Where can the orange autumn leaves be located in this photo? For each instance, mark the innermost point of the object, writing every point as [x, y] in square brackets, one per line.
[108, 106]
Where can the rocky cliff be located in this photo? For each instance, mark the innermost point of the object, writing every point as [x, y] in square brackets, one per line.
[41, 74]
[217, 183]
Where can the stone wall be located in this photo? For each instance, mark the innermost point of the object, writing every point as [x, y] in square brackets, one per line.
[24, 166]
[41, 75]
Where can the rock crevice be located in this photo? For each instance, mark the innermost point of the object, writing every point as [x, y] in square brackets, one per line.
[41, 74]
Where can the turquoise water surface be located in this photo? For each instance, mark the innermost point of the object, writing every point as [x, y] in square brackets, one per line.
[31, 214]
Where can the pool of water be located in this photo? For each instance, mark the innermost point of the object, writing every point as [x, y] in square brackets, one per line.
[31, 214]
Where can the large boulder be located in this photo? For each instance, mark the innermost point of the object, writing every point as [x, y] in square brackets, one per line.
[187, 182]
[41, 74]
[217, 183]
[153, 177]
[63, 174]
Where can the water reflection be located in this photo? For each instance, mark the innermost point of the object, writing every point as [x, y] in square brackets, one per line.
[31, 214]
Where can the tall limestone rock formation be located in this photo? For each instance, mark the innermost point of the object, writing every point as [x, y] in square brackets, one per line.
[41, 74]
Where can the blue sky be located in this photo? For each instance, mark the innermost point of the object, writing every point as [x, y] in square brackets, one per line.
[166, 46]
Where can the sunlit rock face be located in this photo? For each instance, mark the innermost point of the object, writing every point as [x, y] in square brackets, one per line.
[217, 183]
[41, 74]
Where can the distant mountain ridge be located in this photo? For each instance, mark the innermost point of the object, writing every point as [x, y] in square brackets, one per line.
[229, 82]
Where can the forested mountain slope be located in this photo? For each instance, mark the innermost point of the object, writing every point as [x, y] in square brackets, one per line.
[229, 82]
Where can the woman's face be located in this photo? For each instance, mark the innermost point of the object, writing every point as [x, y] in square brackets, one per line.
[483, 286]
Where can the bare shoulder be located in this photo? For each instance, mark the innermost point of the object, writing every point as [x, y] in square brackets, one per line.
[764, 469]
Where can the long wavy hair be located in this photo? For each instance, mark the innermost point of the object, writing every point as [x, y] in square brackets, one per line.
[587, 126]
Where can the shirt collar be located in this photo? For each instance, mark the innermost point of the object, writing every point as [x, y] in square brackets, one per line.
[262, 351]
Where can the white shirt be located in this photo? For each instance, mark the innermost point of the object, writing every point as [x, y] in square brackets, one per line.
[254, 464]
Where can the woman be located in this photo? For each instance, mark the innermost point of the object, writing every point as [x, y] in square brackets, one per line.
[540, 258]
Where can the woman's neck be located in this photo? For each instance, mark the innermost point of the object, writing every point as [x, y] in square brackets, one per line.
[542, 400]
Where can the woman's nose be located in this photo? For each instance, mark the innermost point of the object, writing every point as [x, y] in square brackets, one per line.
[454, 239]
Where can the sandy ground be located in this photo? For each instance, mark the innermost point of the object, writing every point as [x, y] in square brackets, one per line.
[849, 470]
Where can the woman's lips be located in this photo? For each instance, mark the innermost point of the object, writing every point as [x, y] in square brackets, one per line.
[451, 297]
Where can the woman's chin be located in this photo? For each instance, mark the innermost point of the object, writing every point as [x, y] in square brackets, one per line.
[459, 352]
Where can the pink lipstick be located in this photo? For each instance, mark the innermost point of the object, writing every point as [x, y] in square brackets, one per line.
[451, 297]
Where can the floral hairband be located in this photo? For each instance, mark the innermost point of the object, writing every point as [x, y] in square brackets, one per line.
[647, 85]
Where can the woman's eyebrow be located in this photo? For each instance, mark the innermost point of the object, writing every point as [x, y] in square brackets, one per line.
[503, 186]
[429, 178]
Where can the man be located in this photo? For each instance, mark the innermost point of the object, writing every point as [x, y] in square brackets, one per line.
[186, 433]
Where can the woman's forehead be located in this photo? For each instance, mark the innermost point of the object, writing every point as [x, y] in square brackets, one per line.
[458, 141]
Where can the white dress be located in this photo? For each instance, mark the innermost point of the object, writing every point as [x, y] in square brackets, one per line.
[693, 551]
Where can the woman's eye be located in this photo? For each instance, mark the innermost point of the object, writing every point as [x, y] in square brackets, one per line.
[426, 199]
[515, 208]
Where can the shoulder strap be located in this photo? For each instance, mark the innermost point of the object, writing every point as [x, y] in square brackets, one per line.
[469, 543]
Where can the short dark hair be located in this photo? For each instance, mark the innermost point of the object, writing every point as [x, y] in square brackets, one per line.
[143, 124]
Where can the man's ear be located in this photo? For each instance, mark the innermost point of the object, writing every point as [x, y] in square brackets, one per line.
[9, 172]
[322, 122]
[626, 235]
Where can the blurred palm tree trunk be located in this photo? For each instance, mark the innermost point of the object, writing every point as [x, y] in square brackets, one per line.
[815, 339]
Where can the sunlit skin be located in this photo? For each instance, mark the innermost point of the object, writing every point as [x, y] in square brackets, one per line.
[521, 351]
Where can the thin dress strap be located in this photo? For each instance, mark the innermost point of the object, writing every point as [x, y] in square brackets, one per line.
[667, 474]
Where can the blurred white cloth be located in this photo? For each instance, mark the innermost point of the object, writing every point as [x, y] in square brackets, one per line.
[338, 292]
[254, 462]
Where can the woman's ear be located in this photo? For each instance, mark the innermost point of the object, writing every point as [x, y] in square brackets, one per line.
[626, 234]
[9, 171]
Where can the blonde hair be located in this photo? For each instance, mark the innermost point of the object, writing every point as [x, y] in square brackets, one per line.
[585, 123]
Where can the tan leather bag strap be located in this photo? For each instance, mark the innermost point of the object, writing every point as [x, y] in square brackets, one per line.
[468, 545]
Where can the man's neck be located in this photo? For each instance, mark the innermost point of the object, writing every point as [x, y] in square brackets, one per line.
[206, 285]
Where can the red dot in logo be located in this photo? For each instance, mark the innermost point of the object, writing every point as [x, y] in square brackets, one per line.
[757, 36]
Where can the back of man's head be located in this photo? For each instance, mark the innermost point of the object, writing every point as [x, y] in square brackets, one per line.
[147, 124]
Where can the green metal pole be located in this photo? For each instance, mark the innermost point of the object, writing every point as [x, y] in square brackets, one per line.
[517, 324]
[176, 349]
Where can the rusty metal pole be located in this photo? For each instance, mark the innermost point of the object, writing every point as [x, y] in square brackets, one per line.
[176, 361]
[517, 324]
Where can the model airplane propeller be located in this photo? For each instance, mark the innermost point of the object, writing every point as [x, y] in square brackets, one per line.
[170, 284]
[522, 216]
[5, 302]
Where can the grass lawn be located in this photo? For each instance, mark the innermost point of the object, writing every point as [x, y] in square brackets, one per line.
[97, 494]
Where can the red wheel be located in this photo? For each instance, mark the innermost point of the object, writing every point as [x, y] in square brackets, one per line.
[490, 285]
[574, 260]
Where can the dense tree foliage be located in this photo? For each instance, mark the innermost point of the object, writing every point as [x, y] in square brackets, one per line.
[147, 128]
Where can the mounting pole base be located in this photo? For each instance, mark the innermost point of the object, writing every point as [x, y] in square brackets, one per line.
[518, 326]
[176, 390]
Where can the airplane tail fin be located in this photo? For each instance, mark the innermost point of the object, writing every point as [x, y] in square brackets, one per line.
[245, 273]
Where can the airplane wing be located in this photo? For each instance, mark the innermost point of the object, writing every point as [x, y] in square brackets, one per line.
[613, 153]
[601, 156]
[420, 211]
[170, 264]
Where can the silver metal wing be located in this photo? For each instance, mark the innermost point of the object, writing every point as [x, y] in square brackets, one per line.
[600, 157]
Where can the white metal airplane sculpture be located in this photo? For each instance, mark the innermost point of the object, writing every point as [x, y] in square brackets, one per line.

--------------------------------

TASK OBJECTIVE »
Repeat the listing exactly, from its first line to its last.

ANSWER FOR THIS EXERCISE »
Where can the orange autumn leaves be located in this photo? For each instance, mark the innermost point of the object, writing every point as [x, y] in square brackets, one per line.
[108, 106]
Where can the rocky cliff be located in this photo? For each instance, mark the innermost point of the object, writing every point as [x, y] in square brackets, one per line.
[41, 74]
[217, 183]
Where can the stone wall be located in this photo? For each instance, mark the innermost point of the object, writing every point as [x, y] in square brackets, one per line.
[24, 166]
[41, 75]
Where can the rock crevice be located in this photo? For each instance, mark the innermost point of the object, writing every point as [x, y] in square brackets, one per line.
[41, 74]
Where can the turquoise water surface be located in this photo? For each instance, mark the innermost point of the object, writing every point as [x, y] in square brackets, one per line.
[31, 214]
Where can the pool of water be located in this photo? For each instance, mark the innermost point of the object, writing every point as [x, y] in square brackets, one per line.
[31, 214]
Where can the large boulder be located in this photo? For each instance, mark the innermost point of the object, writing every point as [x, y] in square brackets, one per line.
[187, 182]
[41, 74]
[217, 183]
[153, 177]
[63, 174]
Where can the water reflection be located in this photo? For each instance, mark the innermost point of the object, writing every point as [x, y] in square brackets, one per line.
[31, 214]
Where can the tall limestone rock formation be located in this photo? For each instance, mark the innermost point of the object, writing every point as [x, y] in square brackets, one per line.
[41, 74]
Where can the blue sky be located in this photo? For each instance, mark the innermost point of the object, writing every point as [x, y] in square brackets, one per line.
[166, 46]
Where can the sunlit rock face be located in this photo? For each instance, mark the innermost point of the object, writing every point as [x, y] in square brackets, one per line.
[217, 183]
[41, 74]
Where can the distant mountain ridge be located in this photo? For each instance, mark the innermost point of the object, writing every point as [x, y] in square brackets, one per line.
[229, 82]
Where can the forested mountain slope be located in this photo? For each instance, mark the innermost point of the object, writing every point as [x, y] in square brackets, one per line.
[229, 82]
Where can the woman's face be located in this photo? For each instance, mark the innermost point of the object, writing every point as [x, y] in square brackets, one per line.
[483, 286]
Where can the bare shoulder be located in this photo? For each instance, mark the innermost point of the object, writing every point as [x, y] in square brackets, one per line.
[764, 469]
Where can the long wavy hair be located in this photo? For each instance, mark the innermost point of the object, writing every point as [x, y] in square brackets, one per line.
[587, 126]
Where can the shirt collar be located in this photo? For each instance, mark the innermost point of the object, writing every point as [x, y] in square brackets, one per line.
[262, 351]
Where can the white shirt be located in this photo? For each instance, mark the innermost point of the object, writing every point as [x, y] in square brackets, one per line.
[254, 464]
Where can the woman be located in this photo? For each instance, mark the innermost point of the object, writing every point as [x, y] in square brackets, one per line.
[540, 258]
Where can the woman's neck be located in this photo? For each instance, mark the innermost point of the object, writing every point as [x, y] in square brackets, one per line.
[542, 400]
Where can the woman's nose be located in this photo? For each instance, mark the innermost point of the object, writing every point as [x, y] in square brackets, one per line.
[454, 239]
Where can the sandy ground be located in this photo? For each instance, mark the innermost point of the object, writing every point as [x, y] in square brackets, one per line.
[849, 470]
Where can the woman's lips be located in this photo? For each instance, mark the innermost point of the object, writing every point as [x, y] in square brackets, one per line.
[451, 297]
Where can the woman's chin be located in this photo? For each instance, mark the innermost point of the object, writing every point as [x, y] in square brackets, one per line.
[459, 352]
Where can the pink lipstick be located in this photo? For each instance, mark the innermost point of the object, writing every point as [x, y] in square brackets, one per line.
[451, 297]
Where can the floral hairband be located in this photo? For each instance, mark the innermost point of the object, writing every point as [x, y] in square brackets, one per line.
[647, 85]
Where can the woman's eyebrow be located in this photo? For each instance, mark the innermost point of the object, writing every point as [x, y] in square brackets, one per line.
[503, 186]
[429, 178]
Where can the man be located in this photo? For each instance, mark the innermost point of the object, writing every point as [x, y] in square brackets, one per line.
[186, 433]
Where can the woman's forehead be located in this photo? For each instance, mark the innermost point of the object, writing every point as [x, y] in square brackets, one per line.
[458, 141]
Where can the white dress be located in this photo? For each instance, mark the innermost point of the object, writing every point as [x, y] in square brackets, one per line.
[693, 551]
Where can the woman's eye be located in this photo? For each instance, mark the innermost point of the object, writing every point as [x, y] in square brackets, one per line.
[426, 199]
[515, 208]
Where can the shoulder strap be located in this photo? For each instance, mark the innermost point of the object, writing every point as [x, y] in square brackets, one per line.
[469, 543]
Where can the short dark hair be located in this photo? For each instance, mark the innermost point of the object, writing every point as [x, y] in square brackets, one per line.
[143, 124]
Where can the man's ear be located in this photo? For each instance, mark the innermost point of the object, writing every point as [x, y] in square brackets, one per line.
[9, 172]
[322, 122]
[626, 235]
Where can the blurred palm tree trunk be located in this photo? For each instance, mark the innermost point of the object, writing every point as [x, y] in square brackets, one per line.
[815, 339]
Where can the sunlit skin be located in this photo? For each instance, mark the innermost point of the object, writing every point as [x, y] in square brackets, one per line.
[521, 351]
Where can the thin dress strap be located in this photo? For each instance, mark the innermost point of the object, writing every point as [x, y] in square brackets, one per line.
[667, 474]
Where can the blurred white cloth be located in this photo? For each instance, mark the innermost point of the object, writing every point as [x, y] in square brackets, one per line.
[338, 292]
[254, 462]
Where can the woman's ear be located in this photo? For each instance, mark the innermost point of the object, writing every point as [x, y] in square brackets, one per line.
[626, 234]
[9, 171]
Where can the blonde hair be located in this photo? For each instance, mark the innermost point of the object, writing every point as [x, y] in square brackets, one per line.
[585, 123]
Where can the tan leather bag strap be located in this photo? For each instance, mark the innermost point of the object, writing every point as [x, y] in square brackets, one per line.
[468, 545]
Where can the man's neck be located in this photo? For each instance, mark the innermost point of the object, writing every point as [x, y] in square brackets, one per line.
[206, 285]
Where can the red dot in logo be located in this photo? For each instance, mark the innermost point of the object, writing every point as [x, y] in square brackets, one per line.
[757, 36]
Where can the back of man's head be located in this photo? For each instance, mark the innermost point of the object, writing every point as [x, y] in square brackets, one per line.
[147, 124]
Where can the green metal pole be located in this photo? For each instance, mark the innermost point of the object, writing every point as [x, y] in square brackets, one per line.
[517, 324]
[176, 349]
Where can the rusty metal pole be located in this photo? For each instance, mark the innermost point of the object, writing every point as [x, y] in square brackets, one per line.
[176, 361]
[517, 324]
Where can the model airplane propeller be located in this photo? For each instance, mark the innermost point of the object, writing every point as [x, y] in square brackets, one per line.
[170, 284]
[522, 216]
[5, 302]
Where can the grass lawn be located in this photo? For each instance, mark the innermost point of the object, writing every point as [x, y] in square brackets, one per line.
[97, 494]
Where can the red wheel be located in this photo? For each instance, mark the innermost point of the object, writing every point as [x, y] in square brackets, one per line.
[490, 285]
[574, 260]
Where can the dense tree foliage be located in this photo? For each instance, mark the innermost point of the object, writing every point as [x, y] in square brackets, one per line.
[147, 128]
Where can the mounting pole base be located in this photo? For each instance, mark the innermost point of the object, writing every point as [x, y] in square brackets, one per line.
[518, 326]
[176, 390]
Where can the airplane tail fin be located in this photo? For each instance, mark the innermost point of the object, writing every point as [x, y] in square brackets, one per line.
[245, 273]
Where can the airplane wing be located in this photo? For each instance, mark the innermost point of the object, writing every point as [x, y] in square brackets, one per line.
[613, 153]
[601, 156]
[420, 211]
[170, 264]
Where can the silver metal wing be located in this photo? For each instance, mark the innermost point of the object, writing every point as [x, y] in square brackets, one per line.
[600, 157]
Where can the white metal airplane sculpture be located in this photo? For each instance, mark the innermost point of the object, writing every point as [x, y] in square brackets, one per line.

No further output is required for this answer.